Short problem
In the listing below, find the line containing "Keypoint placement for each instance of the green". Write out that line and every line after it to the end, exactly and only those.

------ Data ------

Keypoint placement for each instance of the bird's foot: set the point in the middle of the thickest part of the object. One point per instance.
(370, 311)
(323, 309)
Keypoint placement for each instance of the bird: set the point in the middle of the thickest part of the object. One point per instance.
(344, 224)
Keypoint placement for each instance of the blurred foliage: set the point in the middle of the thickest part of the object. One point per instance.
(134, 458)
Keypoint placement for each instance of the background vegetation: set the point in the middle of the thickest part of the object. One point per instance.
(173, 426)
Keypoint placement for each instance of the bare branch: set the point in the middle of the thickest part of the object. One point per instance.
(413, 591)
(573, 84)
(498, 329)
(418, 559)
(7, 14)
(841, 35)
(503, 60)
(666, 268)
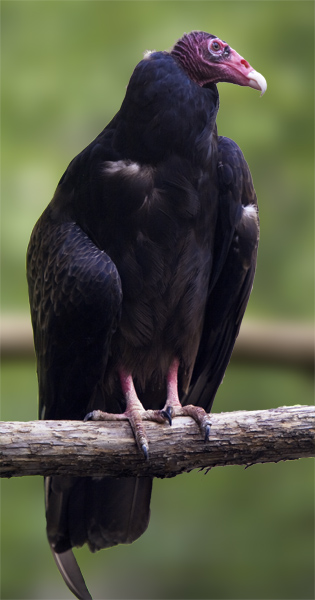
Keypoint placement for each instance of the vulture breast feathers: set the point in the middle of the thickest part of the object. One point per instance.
(139, 273)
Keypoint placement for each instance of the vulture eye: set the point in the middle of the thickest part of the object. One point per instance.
(215, 47)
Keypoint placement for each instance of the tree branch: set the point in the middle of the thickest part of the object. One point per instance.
(108, 448)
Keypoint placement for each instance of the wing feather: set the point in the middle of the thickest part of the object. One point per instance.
(235, 254)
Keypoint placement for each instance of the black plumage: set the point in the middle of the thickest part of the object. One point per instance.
(139, 273)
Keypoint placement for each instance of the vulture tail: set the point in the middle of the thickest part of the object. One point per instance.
(99, 511)
(71, 573)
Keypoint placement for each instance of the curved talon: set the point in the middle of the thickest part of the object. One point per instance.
(207, 432)
(167, 414)
(89, 416)
(145, 451)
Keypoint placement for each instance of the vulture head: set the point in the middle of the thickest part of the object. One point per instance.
(208, 59)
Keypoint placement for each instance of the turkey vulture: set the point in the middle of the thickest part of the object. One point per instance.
(139, 273)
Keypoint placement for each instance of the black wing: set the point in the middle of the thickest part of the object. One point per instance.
(75, 298)
(231, 282)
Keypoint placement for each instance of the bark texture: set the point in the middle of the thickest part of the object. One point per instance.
(77, 448)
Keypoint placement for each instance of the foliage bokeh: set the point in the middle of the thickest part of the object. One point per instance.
(234, 533)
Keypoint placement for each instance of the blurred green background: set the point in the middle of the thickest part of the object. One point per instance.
(234, 533)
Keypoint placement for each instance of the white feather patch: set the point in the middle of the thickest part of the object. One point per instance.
(249, 212)
(124, 167)
(147, 54)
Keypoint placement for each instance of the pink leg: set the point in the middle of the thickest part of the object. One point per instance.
(134, 413)
(174, 408)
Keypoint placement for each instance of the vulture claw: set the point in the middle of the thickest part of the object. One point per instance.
(207, 432)
(167, 414)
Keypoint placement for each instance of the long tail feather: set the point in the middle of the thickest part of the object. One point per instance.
(71, 573)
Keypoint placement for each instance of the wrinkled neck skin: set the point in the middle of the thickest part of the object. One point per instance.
(165, 113)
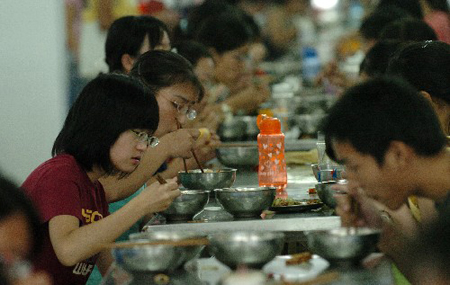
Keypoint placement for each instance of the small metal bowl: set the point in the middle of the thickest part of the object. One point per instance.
(343, 245)
(246, 202)
(326, 194)
(252, 249)
(324, 174)
(238, 156)
(185, 206)
(149, 258)
(210, 180)
(187, 252)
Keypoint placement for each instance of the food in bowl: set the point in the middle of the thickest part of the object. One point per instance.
(299, 258)
(209, 180)
(282, 202)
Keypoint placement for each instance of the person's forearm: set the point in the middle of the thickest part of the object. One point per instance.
(105, 14)
(104, 261)
(120, 188)
(88, 240)
(247, 100)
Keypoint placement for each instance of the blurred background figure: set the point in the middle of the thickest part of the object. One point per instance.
(20, 238)
(129, 37)
(437, 16)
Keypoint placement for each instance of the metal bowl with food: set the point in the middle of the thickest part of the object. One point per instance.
(326, 193)
(209, 180)
(185, 206)
(247, 201)
(343, 244)
(250, 248)
(239, 156)
(143, 257)
(327, 172)
(188, 252)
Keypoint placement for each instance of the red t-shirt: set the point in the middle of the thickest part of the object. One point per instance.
(57, 187)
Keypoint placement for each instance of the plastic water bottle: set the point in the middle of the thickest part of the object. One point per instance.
(310, 65)
(272, 163)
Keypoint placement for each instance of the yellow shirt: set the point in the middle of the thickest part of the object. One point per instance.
(120, 8)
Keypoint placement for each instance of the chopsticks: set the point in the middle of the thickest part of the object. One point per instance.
(355, 210)
(321, 279)
(193, 153)
(160, 179)
(222, 145)
(185, 242)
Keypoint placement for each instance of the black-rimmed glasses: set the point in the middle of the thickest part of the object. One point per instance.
(151, 141)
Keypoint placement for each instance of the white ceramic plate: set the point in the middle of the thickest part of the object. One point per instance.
(300, 272)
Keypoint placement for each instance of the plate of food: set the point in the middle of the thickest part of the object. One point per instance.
(294, 268)
(290, 205)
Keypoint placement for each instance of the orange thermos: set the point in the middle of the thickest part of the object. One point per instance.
(272, 164)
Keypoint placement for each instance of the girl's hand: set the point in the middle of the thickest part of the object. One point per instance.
(355, 208)
(160, 196)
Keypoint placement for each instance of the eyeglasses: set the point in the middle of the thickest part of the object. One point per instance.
(184, 109)
(151, 141)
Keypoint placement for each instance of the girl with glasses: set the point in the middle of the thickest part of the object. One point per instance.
(102, 136)
(177, 89)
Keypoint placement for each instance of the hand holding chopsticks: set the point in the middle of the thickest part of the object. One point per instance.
(193, 154)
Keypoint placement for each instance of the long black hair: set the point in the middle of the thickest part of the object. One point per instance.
(159, 69)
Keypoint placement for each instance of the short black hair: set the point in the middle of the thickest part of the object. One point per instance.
(374, 113)
(376, 61)
(126, 35)
(209, 8)
(192, 51)
(108, 106)
(14, 201)
(425, 65)
(374, 23)
(228, 31)
(159, 69)
(440, 5)
(408, 29)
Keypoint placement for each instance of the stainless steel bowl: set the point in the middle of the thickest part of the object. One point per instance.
(326, 194)
(161, 258)
(245, 202)
(253, 249)
(211, 179)
(328, 173)
(232, 129)
(185, 206)
(343, 244)
(307, 123)
(238, 156)
(189, 252)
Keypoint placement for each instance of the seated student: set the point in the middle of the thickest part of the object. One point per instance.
(377, 58)
(425, 66)
(437, 16)
(20, 237)
(228, 37)
(107, 131)
(203, 63)
(408, 29)
(129, 37)
(390, 141)
(431, 251)
(172, 78)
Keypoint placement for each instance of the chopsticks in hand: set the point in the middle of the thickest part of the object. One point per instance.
(193, 153)
(160, 179)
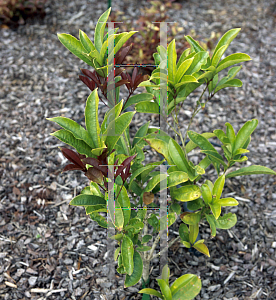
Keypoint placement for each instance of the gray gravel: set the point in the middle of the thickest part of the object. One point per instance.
(51, 250)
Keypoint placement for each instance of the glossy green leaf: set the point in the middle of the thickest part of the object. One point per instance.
(251, 170)
(85, 200)
(125, 204)
(191, 145)
(244, 133)
(86, 42)
(226, 39)
(127, 254)
(227, 202)
(199, 60)
(226, 221)
(68, 138)
(218, 187)
(101, 220)
(77, 130)
(186, 287)
(216, 58)
(182, 69)
(99, 30)
(117, 126)
(211, 220)
(74, 46)
(186, 193)
(112, 114)
(232, 60)
(178, 156)
(206, 193)
(147, 107)
(192, 218)
(153, 292)
(137, 271)
(202, 248)
(216, 210)
(138, 98)
(229, 83)
(91, 118)
(165, 289)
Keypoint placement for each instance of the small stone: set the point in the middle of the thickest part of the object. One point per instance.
(32, 280)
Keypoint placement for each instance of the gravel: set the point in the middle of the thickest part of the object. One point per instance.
(50, 250)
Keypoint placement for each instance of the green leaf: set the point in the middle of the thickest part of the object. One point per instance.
(101, 220)
(226, 221)
(116, 253)
(178, 156)
(216, 58)
(218, 187)
(121, 39)
(86, 42)
(186, 287)
(146, 238)
(138, 98)
(165, 289)
(201, 248)
(175, 207)
(229, 83)
(117, 126)
(192, 218)
(176, 178)
(153, 292)
(77, 130)
(75, 47)
(211, 220)
(244, 133)
(251, 170)
(227, 202)
(112, 114)
(141, 132)
(216, 210)
(125, 204)
(184, 232)
(99, 31)
(137, 271)
(199, 60)
(166, 274)
(195, 204)
(91, 118)
(147, 107)
(186, 193)
(191, 145)
(230, 134)
(226, 39)
(127, 252)
(161, 147)
(86, 200)
(206, 193)
(154, 181)
(68, 138)
(182, 69)
(232, 60)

------

Finished exercise
Keypoint placement for each instance of the green leaf: set the point in the middle of the thickest part of the object. One point per instance.
(101, 220)
(226, 221)
(116, 253)
(178, 156)
(216, 58)
(218, 187)
(121, 39)
(86, 42)
(186, 287)
(146, 238)
(138, 98)
(165, 289)
(201, 248)
(175, 207)
(229, 83)
(117, 126)
(192, 218)
(176, 178)
(153, 292)
(77, 130)
(75, 47)
(211, 220)
(244, 133)
(251, 170)
(227, 202)
(112, 114)
(141, 132)
(216, 210)
(125, 204)
(184, 232)
(99, 31)
(137, 271)
(199, 60)
(166, 274)
(195, 204)
(91, 118)
(147, 107)
(186, 193)
(191, 145)
(230, 134)
(226, 39)
(127, 252)
(161, 147)
(86, 200)
(206, 193)
(154, 181)
(68, 138)
(182, 69)
(232, 60)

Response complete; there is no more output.